OBJECTIVE
Rewrite the rows from the start through the line holding "M 142 45 L 140", inclusive, replacing "stone bridge tower" with "arched bridge tower" and leaving everything else unchanged. Return only those lines.

EXCERPTED RECORDS
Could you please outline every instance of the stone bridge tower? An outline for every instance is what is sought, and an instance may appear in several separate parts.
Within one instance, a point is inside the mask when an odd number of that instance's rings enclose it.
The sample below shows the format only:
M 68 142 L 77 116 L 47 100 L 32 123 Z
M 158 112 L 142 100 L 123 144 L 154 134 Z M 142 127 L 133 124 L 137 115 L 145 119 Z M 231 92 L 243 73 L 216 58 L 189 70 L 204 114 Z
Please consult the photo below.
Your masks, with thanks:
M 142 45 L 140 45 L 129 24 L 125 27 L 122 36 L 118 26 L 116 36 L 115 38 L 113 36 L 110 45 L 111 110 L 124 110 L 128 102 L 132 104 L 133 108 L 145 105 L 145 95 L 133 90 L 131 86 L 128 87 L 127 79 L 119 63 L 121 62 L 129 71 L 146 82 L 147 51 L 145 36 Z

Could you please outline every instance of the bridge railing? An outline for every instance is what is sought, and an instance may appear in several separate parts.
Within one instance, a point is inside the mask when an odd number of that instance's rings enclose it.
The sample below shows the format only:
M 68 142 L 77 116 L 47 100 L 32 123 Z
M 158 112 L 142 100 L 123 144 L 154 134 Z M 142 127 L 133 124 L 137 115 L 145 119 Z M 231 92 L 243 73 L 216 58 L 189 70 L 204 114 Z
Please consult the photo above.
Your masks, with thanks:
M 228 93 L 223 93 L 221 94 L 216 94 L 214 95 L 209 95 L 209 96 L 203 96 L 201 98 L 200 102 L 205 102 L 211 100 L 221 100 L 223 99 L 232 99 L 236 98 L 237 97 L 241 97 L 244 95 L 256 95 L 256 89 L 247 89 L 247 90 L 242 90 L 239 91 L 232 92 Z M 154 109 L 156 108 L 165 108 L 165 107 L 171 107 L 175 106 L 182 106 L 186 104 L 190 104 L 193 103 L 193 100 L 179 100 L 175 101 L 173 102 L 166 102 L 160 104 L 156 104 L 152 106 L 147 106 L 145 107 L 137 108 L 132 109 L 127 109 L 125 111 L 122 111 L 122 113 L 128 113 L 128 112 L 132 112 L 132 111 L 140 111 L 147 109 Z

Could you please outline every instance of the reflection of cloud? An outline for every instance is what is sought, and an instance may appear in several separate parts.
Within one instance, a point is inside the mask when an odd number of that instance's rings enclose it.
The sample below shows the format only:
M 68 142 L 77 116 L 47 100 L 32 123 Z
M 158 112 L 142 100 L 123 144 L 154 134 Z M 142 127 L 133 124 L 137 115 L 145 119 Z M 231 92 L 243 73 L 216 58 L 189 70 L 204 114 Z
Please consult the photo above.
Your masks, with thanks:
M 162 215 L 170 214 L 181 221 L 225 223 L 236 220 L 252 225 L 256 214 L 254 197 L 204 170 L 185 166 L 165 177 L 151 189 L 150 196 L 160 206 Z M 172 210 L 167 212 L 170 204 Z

WRITTEN REPLY
Could you please outline every instance of the arched bridge tower? An outline for every instance is what is sought, and an instance may appear in several separate parts.
Within one instance, a point is inside the mask when an odd number of that instance's rings enclose it.
The sample below shows the format only:
M 68 142 L 77 116 L 47 100 L 32 123 Z
M 158 112 L 142 100 L 123 144 L 154 134 Z M 142 127 L 133 124 L 137 115 L 145 119 Z M 231 92 L 243 73 L 216 58 L 189 70 L 204 114 Z
Please consult the photo below.
Your masks, with thanks:
M 142 45 L 140 45 L 129 24 L 125 27 L 122 36 L 118 26 L 116 36 L 115 38 L 113 36 L 110 45 L 111 110 L 124 110 L 128 102 L 132 104 L 133 108 L 145 105 L 145 95 L 133 90 L 131 86 L 128 87 L 127 79 L 119 63 L 121 62 L 129 71 L 146 82 L 147 51 L 145 36 Z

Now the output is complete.